BARCELONA: Die spanische Zeitung «La Vanguardia» kommentiert am Dienstag eine Initiative von 21 Netzanbietern, unter dem Namen «Open Gateway» einen eigenen Draht zu App-Entwicklern aufzubauen, die bisher auf Betriebssystem-Plattformen von Google und Apple angewiesen sind:

«Die historische Allianz von Telekommunikationsunternehmen, die zusammen 3,8 Milliarden Menschen erreichen, legt den Grundstein für eine radikale Weiterentwicklung des Sektors. Die Initiative vereint Netzbetreiber, Industrie, Technologieunternehmen und Entwickler. Der globale Verbund von Netzbetreibern und Cloud-Anbietern ist das Hauptmerkmal des «Open Gateway». Dies ermöglicht es der digitalen Gemeinschaft, neue Anwendungen zu entwickeln sowie den Unternehmen, neue Verbrauchs- und Geschäftsmodelle zu etablieren.

Aufgaben:
**a)** Wie viele Netzanbieter stehen laut dem Text über «Open Gateway» hinter der Initiative?
**b)** Gib aus dem Text über «Open Gateway» die Stelle wortgetreu wieder, die bei „BARCELONA: Die spanische“ anfängt und bei „Geschäftsmodelle zu etablieren.“ aufhört.
**c)** Schreib den Text über «Open Gateway» weiter, und zwar direkt im Anschluss an seinen letzten Satz.
Die Einträge unten sind eigenes Material und gehören nicht zum Text.

Bereitgestelltes Material:
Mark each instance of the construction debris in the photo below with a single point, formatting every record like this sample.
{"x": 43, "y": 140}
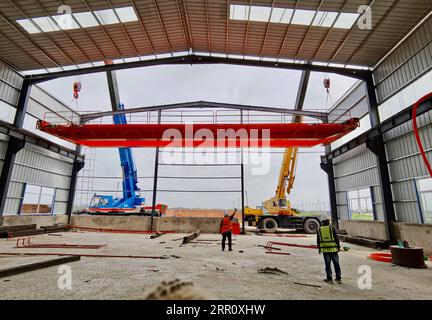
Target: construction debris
{"x": 307, "y": 284}
{"x": 55, "y": 228}
{"x": 37, "y": 265}
{"x": 79, "y": 254}
{"x": 25, "y": 243}
{"x": 191, "y": 237}
{"x": 29, "y": 230}
{"x": 268, "y": 270}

Lösungen:
**a)** 21 Netzanbieter.

**b)**
BARCELONA: Die spanische Zeitung «La Vanguardia» kommentiert am Dienstag eine Initiative von 21 Netzanbietern, unter dem Namen «Open Gateway» einen eigenen Draht zu App-Entwicklern aufzubauen, die bisher auf Betriebssystem-Plattformen von Google und Apple angewiesen sind:

«Die historische Allianz von Telekommunikationsunternehmen, die zusammen 3,8 Milliarden Menschen erreichen, legt den Grundstein für eine radikale Weiterentwicklung des Sektors. Die Initiative vereint Netzbetreiber, Industrie, Technologieunternehmen und Entwickler. Der globale Verbund von Netzbetreibern und Cloud-Anbietern ist das Hauptmerkmal des «Open Gateway». Dies ermöglicht es der digitalen Gemeinschaft, neue Anwendungen zu entwickeln sowie den Unternehmen, neue Verbrauchs- und Geschäftsmodelle zu etablieren.

**c)**
Die APIs (Application Programming Interfaces) werden über ein Open-Source-System universell werden, das von der Linux Foundation betrieben wird. Dies soll das Netz demokratisieren, da bisher praktisch jeder Entwickler gezwungen ist, eine Anwendung für Google und Apple zu entwerfen, weil nur das Zugang zu Millionen Kunden ermöglicht. Die Unternehmen wollen auch, dass sich die großen Inhaltsplattformen, die 60 Prozent des Datenverkehrs generieren, mehr an den hohen Kosten für Betrieb und Ausbau der Netze beteiligen.»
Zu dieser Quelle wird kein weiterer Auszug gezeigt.